TASK DIRECTIONS
Duplicate the entries below word for word, from the line that contains "Target: sea surface" through the end of the entries, both ends included. Leave the pictures out of your copy.

DATA RECORDS
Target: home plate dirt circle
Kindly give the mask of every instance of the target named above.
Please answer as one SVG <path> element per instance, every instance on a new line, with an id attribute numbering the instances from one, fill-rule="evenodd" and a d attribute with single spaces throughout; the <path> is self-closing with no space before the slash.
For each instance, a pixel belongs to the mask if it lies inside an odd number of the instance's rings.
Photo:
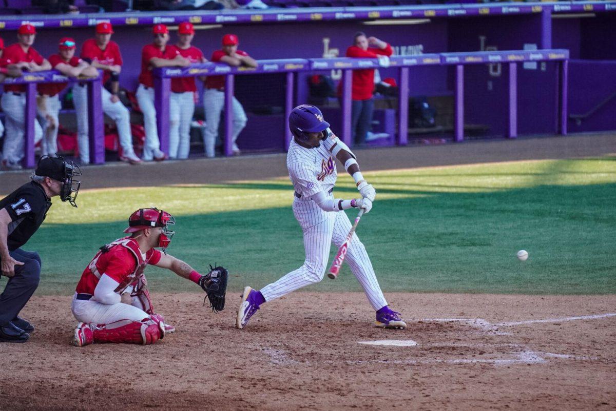
<path id="1" fill-rule="evenodd" d="M 413 347 L 417 345 L 412 340 L 377 340 L 376 341 L 358 341 L 358 344 L 368 345 L 390 345 L 396 347 Z"/>

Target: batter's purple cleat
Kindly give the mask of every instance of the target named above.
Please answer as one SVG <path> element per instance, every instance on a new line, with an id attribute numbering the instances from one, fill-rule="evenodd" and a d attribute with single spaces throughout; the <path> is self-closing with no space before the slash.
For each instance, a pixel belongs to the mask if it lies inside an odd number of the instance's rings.
<path id="1" fill-rule="evenodd" d="M 407 328 L 407 323 L 402 321 L 400 313 L 392 311 L 385 306 L 376 311 L 376 321 L 375 325 L 383 328 L 403 330 Z"/>
<path id="2" fill-rule="evenodd" d="M 259 309 L 259 306 L 264 302 L 265 298 L 261 293 L 249 287 L 245 287 L 244 292 L 241 295 L 240 309 L 237 312 L 235 326 L 240 330 L 246 327 L 248 320 Z"/>

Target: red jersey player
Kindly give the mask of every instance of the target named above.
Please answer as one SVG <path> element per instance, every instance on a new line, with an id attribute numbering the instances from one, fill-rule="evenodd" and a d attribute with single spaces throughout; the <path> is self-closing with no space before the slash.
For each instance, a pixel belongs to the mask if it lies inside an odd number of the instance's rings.
<path id="1" fill-rule="evenodd" d="M 165 156 L 160 150 L 158 129 L 156 121 L 156 108 L 154 107 L 154 76 L 152 70 L 158 67 L 186 67 L 190 62 L 180 54 L 174 46 L 167 46 L 169 41 L 169 29 L 164 24 L 157 24 L 152 28 L 154 41 L 145 45 L 141 52 L 141 73 L 139 86 L 137 89 L 137 101 L 144 113 L 144 127 L 145 129 L 145 144 L 143 159 L 146 161 L 161 161 Z M 175 103 L 169 104 L 169 123 L 171 128 L 179 122 L 179 107 Z"/>
<path id="2" fill-rule="evenodd" d="M 132 146 L 131 114 L 118 97 L 123 62 L 120 47 L 111 39 L 113 34 L 110 23 L 103 22 L 96 25 L 94 38 L 84 42 L 81 57 L 94 68 L 103 70 L 103 87 L 100 90 L 103 112 L 113 119 L 118 127 L 120 145 L 122 147 L 120 159 L 138 164 L 141 159 L 135 154 Z M 78 83 L 73 87 L 73 100 L 77 114 L 77 141 L 81 162 L 84 164 L 90 162 L 87 89 L 84 83 Z"/>
<path id="3" fill-rule="evenodd" d="M 48 59 L 52 68 L 68 77 L 98 76 L 99 73 L 95 68 L 75 57 L 75 41 L 72 38 L 64 37 L 60 39 L 58 53 L 49 56 Z M 38 119 L 44 130 L 41 141 L 41 154 L 43 156 L 56 156 L 58 151 L 56 143 L 58 138 L 58 113 L 61 108 L 58 94 L 68 84 L 65 82 L 43 83 L 36 87 L 39 94 L 36 98 Z"/>
<path id="4" fill-rule="evenodd" d="M 188 22 L 180 23 L 177 28 L 179 34 L 176 47 L 180 55 L 191 63 L 205 63 L 208 60 L 200 50 L 191 45 L 195 37 L 195 28 Z M 184 159 L 190 151 L 190 123 L 195 113 L 197 85 L 194 77 L 180 77 L 171 79 L 171 104 L 176 105 L 179 112 L 179 121 L 171 124 L 169 135 L 169 156 Z"/>
<path id="5" fill-rule="evenodd" d="M 144 271 L 148 265 L 167 268 L 202 287 L 206 277 L 166 253 L 175 219 L 154 208 L 137 210 L 128 219 L 128 237 L 100 248 L 77 284 L 71 305 L 79 321 L 73 345 L 92 343 L 153 344 L 175 329 L 154 313 Z M 155 249 L 161 247 L 163 252 Z"/>

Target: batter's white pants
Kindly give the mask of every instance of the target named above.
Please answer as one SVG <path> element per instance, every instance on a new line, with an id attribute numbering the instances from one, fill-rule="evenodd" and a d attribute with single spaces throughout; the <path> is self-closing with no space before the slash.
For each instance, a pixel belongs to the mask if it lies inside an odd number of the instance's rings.
<path id="1" fill-rule="evenodd" d="M 47 112 L 44 113 L 36 108 L 36 116 L 43 129 L 43 139 L 41 141 L 41 154 L 55 157 L 58 152 L 58 114 L 62 104 L 58 95 L 47 97 Z M 54 124 L 48 121 L 46 114 L 53 119 Z"/>
<path id="2" fill-rule="evenodd" d="M 97 324 L 110 324 L 120 320 L 140 321 L 150 317 L 140 308 L 123 303 L 109 305 L 102 304 L 93 299 L 78 300 L 77 293 L 73 296 L 71 311 L 78 321 Z"/>
<path id="3" fill-rule="evenodd" d="M 195 114 L 195 94 L 191 91 L 171 93 L 169 104 L 175 105 L 179 119 L 171 121 L 169 130 L 169 156 L 185 159 L 190 151 L 190 123 Z"/>
<path id="4" fill-rule="evenodd" d="M 120 145 L 125 155 L 134 154 L 132 147 L 132 134 L 131 132 L 131 113 L 121 102 L 112 103 L 111 94 L 103 87 L 100 87 L 103 113 L 115 122 L 118 127 Z M 84 164 L 90 162 L 90 142 L 87 128 L 87 86 L 75 84 L 73 87 L 73 102 L 77 115 L 77 142 L 79 144 L 79 158 Z"/>
<path id="5" fill-rule="evenodd" d="M 225 105 L 225 92 L 216 89 L 208 89 L 203 93 L 203 108 L 205 110 L 205 132 L 203 135 L 203 144 L 205 145 L 205 155 L 214 157 L 214 149 L 218 135 L 218 125 L 221 122 L 221 113 Z M 235 140 L 241 130 L 246 127 L 248 118 L 246 116 L 244 108 L 235 97 L 233 98 L 233 150 L 239 151 Z"/>
<path id="6" fill-rule="evenodd" d="M 0 98 L 0 106 L 6 115 L 6 130 L 2 159 L 14 164 L 18 163 L 24 156 L 26 124 L 26 94 L 15 95 L 11 92 L 5 92 Z M 34 142 L 43 138 L 43 129 L 34 119 Z"/>
<path id="7" fill-rule="evenodd" d="M 331 197 L 331 194 L 330 196 Z M 265 301 L 322 280 L 328 268 L 330 244 L 340 247 L 352 226 L 344 212 L 323 211 L 310 199 L 296 198 L 293 201 L 293 213 L 304 231 L 306 260 L 299 268 L 261 290 Z M 354 233 L 344 261 L 362 285 L 375 311 L 387 305 L 366 248 Z"/>
<path id="8" fill-rule="evenodd" d="M 144 113 L 144 128 L 145 129 L 145 144 L 144 146 L 143 159 L 152 161 L 155 157 L 162 157 L 160 150 L 160 139 L 156 125 L 156 108 L 154 106 L 154 88 L 147 87 L 140 84 L 137 89 L 137 101 L 139 108 Z M 169 98 L 169 130 L 177 127 L 180 121 L 180 109 L 177 102 Z M 171 138 L 171 135 L 169 135 Z"/>

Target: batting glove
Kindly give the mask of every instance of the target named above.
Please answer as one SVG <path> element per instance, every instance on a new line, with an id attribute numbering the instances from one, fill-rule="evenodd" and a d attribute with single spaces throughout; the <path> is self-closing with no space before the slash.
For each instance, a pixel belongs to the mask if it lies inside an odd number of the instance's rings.
<path id="1" fill-rule="evenodd" d="M 355 201 L 355 206 L 358 209 L 363 209 L 363 213 L 367 214 L 372 209 L 372 201 L 369 198 L 357 199 Z"/>
<path id="2" fill-rule="evenodd" d="M 359 185 L 357 186 L 357 190 L 359 190 L 362 197 L 370 199 L 370 201 L 375 201 L 375 198 L 376 197 L 376 190 L 375 190 L 371 184 L 368 184 L 365 180 L 359 183 Z"/>

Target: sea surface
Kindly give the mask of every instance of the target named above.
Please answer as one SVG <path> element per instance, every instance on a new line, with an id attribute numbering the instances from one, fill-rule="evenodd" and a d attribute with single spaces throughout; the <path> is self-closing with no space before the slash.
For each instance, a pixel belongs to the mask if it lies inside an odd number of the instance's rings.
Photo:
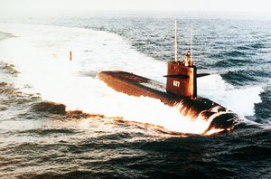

RESPONSE TO THE TASK
Target: sea surface
Kindly give the mask of every instance of the target named above.
Please answer as one SVG <path> element per instance, every instance on a new line, with an id attribute numbering the instances from one, fill-rule="evenodd" and a d attribute with single spaces throughout; the <path> is self-closing with no space before the slash.
For each instance, a pixel belongs to the mask if it lies inside an odd number of the instance's rings.
Photo:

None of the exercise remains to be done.